[Opening Dataset extract section]

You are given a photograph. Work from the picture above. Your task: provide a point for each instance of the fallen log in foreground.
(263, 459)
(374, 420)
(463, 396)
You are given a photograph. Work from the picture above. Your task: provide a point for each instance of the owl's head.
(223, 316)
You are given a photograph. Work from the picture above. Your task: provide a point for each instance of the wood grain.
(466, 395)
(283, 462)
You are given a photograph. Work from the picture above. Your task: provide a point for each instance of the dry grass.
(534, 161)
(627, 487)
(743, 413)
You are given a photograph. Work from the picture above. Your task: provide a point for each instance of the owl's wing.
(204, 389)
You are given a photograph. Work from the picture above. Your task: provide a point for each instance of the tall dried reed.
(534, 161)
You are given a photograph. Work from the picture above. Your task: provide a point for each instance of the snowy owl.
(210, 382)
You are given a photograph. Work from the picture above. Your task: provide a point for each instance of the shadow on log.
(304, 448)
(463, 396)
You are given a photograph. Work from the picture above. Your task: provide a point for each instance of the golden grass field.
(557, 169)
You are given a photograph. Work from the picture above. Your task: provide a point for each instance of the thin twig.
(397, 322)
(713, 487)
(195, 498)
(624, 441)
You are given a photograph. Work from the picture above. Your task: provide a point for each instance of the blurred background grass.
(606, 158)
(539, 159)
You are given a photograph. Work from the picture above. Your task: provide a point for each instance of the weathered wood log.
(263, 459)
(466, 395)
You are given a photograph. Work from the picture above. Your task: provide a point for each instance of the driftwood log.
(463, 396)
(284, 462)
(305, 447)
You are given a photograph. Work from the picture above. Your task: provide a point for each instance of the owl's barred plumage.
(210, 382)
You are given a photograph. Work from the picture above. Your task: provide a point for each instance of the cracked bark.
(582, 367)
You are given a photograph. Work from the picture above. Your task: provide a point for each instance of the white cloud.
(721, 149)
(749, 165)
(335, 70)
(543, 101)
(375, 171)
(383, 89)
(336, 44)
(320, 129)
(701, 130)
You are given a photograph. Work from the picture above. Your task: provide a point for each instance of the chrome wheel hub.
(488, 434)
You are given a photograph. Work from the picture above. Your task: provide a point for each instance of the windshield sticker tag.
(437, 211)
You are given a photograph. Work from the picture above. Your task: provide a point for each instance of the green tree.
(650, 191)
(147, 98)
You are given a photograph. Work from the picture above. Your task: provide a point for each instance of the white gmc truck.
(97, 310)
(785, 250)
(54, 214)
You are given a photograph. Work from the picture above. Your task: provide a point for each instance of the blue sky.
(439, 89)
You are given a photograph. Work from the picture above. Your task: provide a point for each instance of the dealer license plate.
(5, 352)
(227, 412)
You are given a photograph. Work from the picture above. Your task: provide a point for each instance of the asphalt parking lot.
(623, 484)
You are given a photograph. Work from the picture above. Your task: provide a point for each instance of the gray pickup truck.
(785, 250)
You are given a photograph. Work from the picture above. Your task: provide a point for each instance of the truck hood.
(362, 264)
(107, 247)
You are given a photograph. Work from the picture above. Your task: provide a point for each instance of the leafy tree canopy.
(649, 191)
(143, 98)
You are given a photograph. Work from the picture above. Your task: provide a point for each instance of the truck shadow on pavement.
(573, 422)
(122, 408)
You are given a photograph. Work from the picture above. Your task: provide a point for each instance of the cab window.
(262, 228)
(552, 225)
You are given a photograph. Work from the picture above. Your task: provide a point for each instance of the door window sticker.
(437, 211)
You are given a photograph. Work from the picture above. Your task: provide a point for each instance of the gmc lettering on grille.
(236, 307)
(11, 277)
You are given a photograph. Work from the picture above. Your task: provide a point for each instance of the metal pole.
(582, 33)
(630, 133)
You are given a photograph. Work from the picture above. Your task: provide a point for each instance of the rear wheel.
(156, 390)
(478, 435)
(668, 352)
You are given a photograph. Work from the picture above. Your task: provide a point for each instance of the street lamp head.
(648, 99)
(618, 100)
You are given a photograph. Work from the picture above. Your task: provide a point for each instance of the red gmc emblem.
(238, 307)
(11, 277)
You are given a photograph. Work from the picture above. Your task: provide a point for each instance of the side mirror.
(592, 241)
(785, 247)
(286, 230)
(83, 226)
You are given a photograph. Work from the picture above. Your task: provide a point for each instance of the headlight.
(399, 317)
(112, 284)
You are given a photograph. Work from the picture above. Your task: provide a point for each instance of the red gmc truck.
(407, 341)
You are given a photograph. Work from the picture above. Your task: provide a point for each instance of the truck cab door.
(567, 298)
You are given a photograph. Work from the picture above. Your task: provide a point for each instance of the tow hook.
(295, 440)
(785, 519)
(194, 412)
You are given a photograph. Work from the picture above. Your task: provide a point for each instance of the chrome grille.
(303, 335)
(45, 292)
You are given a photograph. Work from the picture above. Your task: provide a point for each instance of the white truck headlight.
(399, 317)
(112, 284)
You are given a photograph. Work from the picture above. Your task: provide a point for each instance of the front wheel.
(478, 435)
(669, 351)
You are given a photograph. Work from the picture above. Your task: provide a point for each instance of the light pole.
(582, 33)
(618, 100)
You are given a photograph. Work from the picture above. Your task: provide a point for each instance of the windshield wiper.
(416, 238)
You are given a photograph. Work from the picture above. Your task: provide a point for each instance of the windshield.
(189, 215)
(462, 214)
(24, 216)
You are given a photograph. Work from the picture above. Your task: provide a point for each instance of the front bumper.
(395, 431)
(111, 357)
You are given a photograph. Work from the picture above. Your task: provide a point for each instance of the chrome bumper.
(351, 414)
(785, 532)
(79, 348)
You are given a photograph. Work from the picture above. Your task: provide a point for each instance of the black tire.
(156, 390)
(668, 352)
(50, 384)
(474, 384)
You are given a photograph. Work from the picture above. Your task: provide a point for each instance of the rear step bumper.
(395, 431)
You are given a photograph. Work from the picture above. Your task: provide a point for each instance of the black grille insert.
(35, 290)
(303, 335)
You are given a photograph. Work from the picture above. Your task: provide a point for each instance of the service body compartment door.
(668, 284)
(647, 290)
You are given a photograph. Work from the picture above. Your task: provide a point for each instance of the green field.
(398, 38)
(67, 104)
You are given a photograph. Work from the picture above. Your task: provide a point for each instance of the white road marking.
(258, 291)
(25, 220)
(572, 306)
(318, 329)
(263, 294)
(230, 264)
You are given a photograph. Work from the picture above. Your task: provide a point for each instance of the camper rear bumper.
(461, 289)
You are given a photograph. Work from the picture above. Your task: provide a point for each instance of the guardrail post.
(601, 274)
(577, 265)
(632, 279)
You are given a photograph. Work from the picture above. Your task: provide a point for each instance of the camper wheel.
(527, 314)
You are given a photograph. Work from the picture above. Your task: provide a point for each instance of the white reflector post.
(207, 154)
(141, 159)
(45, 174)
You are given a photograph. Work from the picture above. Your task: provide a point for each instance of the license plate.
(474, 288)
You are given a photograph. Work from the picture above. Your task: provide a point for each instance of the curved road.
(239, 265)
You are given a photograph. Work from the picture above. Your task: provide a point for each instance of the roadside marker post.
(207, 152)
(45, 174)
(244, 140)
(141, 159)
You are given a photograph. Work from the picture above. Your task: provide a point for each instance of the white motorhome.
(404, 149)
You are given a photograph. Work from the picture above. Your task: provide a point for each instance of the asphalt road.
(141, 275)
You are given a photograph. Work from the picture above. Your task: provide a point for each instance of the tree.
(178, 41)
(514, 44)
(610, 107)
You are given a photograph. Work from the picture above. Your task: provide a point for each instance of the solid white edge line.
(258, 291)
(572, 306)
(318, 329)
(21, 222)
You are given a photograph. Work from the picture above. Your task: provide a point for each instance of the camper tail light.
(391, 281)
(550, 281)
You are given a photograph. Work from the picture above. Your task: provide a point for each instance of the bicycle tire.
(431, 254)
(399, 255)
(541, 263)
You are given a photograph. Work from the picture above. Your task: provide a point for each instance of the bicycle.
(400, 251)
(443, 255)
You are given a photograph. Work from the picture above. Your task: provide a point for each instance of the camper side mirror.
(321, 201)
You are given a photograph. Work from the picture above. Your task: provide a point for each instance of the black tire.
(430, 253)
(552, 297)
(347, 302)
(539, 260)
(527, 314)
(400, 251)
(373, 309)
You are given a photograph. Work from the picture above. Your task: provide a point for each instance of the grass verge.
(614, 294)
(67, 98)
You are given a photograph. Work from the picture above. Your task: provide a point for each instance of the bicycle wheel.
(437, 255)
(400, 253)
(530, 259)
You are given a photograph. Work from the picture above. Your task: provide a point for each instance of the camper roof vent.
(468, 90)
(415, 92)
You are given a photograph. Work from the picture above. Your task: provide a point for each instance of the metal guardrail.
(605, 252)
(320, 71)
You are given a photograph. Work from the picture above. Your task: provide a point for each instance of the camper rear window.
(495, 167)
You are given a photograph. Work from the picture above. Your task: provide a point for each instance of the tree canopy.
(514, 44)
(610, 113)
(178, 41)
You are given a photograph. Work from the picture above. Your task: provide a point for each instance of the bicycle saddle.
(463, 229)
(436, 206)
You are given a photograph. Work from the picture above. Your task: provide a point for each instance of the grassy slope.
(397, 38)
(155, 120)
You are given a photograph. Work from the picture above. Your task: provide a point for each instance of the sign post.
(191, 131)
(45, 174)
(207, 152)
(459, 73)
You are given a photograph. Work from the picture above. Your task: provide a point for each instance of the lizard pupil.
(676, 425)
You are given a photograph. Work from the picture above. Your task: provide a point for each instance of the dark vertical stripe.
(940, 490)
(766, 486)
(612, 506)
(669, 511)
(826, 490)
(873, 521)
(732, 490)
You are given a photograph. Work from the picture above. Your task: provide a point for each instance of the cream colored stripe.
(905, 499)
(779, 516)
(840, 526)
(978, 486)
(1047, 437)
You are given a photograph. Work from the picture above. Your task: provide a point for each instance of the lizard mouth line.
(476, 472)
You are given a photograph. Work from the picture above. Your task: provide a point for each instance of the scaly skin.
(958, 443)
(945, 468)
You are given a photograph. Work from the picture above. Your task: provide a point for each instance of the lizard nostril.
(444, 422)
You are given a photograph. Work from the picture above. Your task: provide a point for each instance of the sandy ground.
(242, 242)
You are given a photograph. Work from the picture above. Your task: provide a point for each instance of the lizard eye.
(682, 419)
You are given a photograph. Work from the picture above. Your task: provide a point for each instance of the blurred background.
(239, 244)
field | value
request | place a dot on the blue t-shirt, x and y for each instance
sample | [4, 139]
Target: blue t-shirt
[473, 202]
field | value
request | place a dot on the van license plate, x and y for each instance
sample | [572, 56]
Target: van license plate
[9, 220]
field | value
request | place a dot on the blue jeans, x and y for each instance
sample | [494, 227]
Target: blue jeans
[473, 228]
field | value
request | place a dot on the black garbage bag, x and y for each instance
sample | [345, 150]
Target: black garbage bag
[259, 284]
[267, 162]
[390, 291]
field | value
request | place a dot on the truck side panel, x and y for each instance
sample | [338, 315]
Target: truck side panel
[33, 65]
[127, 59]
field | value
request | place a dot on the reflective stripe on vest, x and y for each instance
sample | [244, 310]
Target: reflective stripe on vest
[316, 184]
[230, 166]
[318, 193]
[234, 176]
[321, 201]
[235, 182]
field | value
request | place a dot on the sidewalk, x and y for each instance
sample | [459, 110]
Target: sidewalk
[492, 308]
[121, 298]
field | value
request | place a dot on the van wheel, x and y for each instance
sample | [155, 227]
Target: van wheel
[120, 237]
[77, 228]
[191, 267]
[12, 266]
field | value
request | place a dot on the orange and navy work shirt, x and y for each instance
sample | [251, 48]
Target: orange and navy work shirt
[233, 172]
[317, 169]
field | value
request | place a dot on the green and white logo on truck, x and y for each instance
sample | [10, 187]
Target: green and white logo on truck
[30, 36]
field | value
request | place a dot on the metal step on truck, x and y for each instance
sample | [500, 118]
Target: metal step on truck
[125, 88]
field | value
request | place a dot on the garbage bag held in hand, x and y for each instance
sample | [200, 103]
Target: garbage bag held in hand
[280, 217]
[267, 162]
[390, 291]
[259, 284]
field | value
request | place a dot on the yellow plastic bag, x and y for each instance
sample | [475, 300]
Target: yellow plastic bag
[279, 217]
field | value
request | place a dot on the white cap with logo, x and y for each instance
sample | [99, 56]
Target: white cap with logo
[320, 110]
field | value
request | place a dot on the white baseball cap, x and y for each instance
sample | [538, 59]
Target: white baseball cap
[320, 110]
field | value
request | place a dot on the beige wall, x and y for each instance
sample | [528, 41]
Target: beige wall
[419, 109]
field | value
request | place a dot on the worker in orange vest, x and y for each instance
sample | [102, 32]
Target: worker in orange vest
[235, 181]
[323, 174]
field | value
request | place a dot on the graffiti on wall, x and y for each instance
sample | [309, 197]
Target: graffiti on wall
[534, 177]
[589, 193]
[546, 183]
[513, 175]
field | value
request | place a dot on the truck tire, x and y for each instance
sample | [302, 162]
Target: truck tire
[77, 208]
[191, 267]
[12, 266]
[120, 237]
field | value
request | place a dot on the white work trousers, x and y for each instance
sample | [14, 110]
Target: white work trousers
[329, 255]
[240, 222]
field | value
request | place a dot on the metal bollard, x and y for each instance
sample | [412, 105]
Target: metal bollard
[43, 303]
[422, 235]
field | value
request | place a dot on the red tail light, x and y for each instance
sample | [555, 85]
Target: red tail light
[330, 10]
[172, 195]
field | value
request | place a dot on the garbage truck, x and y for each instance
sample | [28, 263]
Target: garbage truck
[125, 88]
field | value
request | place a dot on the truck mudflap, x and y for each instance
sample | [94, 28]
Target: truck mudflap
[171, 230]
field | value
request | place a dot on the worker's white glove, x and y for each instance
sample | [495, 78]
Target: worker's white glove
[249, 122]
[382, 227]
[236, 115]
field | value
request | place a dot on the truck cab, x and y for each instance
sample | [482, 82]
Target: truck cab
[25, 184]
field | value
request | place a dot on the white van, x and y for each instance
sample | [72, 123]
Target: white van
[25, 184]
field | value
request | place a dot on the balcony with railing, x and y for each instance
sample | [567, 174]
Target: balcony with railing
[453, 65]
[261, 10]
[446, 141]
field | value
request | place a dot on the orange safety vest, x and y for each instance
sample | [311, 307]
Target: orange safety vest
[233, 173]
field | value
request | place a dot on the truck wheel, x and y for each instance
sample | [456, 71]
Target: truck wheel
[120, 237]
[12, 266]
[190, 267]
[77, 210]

[Closing Dataset extract section]

**Work instruction:** Only one stretch of the entries above is wanted: the lines from the one containing "sample | [14, 110]" through the one containing "sample | [311, 307]". Please reproduce it exactly.

**Task solution:**
sample | [14, 110]
Target: white work trousers
[329, 255]
[240, 222]
field | value
request | place a dot on the metal bollard, x and y for each instance
sample | [412, 105]
Target: metal bollard
[43, 303]
[422, 235]
field | value
request | place a dot on the red tail light, x and y for each instance
sample | [555, 85]
Target: red tail light
[330, 10]
[172, 195]
field | value
request | place a dot on the garbage truck, x and y for each instance
sample | [28, 263]
Target: garbage truck
[125, 88]
field | value
request | place a dot on the truck mudflap, x and y for each instance
sample | [94, 28]
Target: truck mudflap
[171, 230]
field | value
request | place a dot on the worker's white glove, x and y for each instance
sample | [495, 78]
Target: worker's white glove
[249, 122]
[382, 227]
[236, 115]
field | value
request | place a dot on the truck cab, x and y for each instance
sample | [482, 82]
Target: truck cab
[25, 184]
field | value
request | place a dot on the white van, x and y for each instance
sample | [72, 123]
Target: white van
[25, 184]
field | value
request | place a dot on the balcony with railing, x and y for each instance
sample | [567, 174]
Target: balcony with railing
[453, 65]
[261, 10]
[446, 141]
field | value
request | place a dot on the orange safety vest, x and y for each instance
sample | [311, 307]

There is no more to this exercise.